Copy each line containing the word "face" from the records that follow, please.
---*---
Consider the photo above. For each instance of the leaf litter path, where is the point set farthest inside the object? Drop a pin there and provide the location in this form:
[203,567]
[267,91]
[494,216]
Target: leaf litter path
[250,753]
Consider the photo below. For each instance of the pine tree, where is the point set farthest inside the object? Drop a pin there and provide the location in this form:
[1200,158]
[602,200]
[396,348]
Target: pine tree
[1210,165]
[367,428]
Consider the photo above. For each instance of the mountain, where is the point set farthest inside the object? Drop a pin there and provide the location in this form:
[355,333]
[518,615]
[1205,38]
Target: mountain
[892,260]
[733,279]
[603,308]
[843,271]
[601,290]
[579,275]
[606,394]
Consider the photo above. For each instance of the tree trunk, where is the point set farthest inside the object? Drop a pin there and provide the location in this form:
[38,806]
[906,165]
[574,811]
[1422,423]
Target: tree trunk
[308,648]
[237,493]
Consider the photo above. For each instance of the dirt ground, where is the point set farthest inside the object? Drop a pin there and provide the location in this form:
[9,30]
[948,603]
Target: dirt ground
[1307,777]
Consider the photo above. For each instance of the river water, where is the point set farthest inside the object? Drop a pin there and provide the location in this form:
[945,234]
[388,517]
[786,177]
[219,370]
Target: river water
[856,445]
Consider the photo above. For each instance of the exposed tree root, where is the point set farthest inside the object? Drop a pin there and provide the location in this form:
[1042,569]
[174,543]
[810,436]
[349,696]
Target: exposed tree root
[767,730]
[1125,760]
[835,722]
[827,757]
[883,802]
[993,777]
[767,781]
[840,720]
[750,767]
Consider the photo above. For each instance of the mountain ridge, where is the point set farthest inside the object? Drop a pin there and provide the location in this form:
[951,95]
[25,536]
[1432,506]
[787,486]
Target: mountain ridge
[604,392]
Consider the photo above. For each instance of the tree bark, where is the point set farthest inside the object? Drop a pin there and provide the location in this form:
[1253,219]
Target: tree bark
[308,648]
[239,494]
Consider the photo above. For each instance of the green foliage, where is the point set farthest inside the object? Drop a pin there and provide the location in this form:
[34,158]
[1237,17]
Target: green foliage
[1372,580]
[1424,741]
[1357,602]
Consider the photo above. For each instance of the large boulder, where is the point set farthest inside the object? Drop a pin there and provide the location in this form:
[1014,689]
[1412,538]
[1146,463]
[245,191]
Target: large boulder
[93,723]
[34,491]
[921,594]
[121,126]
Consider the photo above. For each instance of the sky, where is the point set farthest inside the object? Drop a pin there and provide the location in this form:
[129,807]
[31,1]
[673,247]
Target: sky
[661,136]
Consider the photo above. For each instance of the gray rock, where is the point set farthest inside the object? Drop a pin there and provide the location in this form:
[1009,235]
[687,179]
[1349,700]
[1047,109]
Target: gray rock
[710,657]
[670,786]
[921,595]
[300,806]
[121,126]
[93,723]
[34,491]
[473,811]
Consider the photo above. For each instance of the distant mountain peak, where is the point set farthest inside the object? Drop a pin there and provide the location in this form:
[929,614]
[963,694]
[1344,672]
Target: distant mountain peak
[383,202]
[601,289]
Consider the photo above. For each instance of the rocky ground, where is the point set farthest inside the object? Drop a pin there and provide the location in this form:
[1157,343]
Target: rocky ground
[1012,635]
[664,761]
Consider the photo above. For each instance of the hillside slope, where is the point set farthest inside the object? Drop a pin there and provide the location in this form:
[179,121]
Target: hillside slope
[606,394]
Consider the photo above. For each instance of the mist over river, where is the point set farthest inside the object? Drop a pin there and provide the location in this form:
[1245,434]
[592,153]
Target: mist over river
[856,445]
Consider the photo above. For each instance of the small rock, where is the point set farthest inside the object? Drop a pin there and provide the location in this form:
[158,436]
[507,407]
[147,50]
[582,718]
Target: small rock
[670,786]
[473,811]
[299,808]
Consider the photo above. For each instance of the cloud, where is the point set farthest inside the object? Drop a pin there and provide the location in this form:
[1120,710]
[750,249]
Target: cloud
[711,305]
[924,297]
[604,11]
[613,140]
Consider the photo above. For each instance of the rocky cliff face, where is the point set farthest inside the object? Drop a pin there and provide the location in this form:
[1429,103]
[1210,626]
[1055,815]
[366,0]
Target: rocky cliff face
---*---
**Result of this exercise:**
Consider the photo above. For each instance of the rocky cliff face, where is the point set farthest inside the object? Drop a pin there and provide the location in this form:
Target: rocky cliff face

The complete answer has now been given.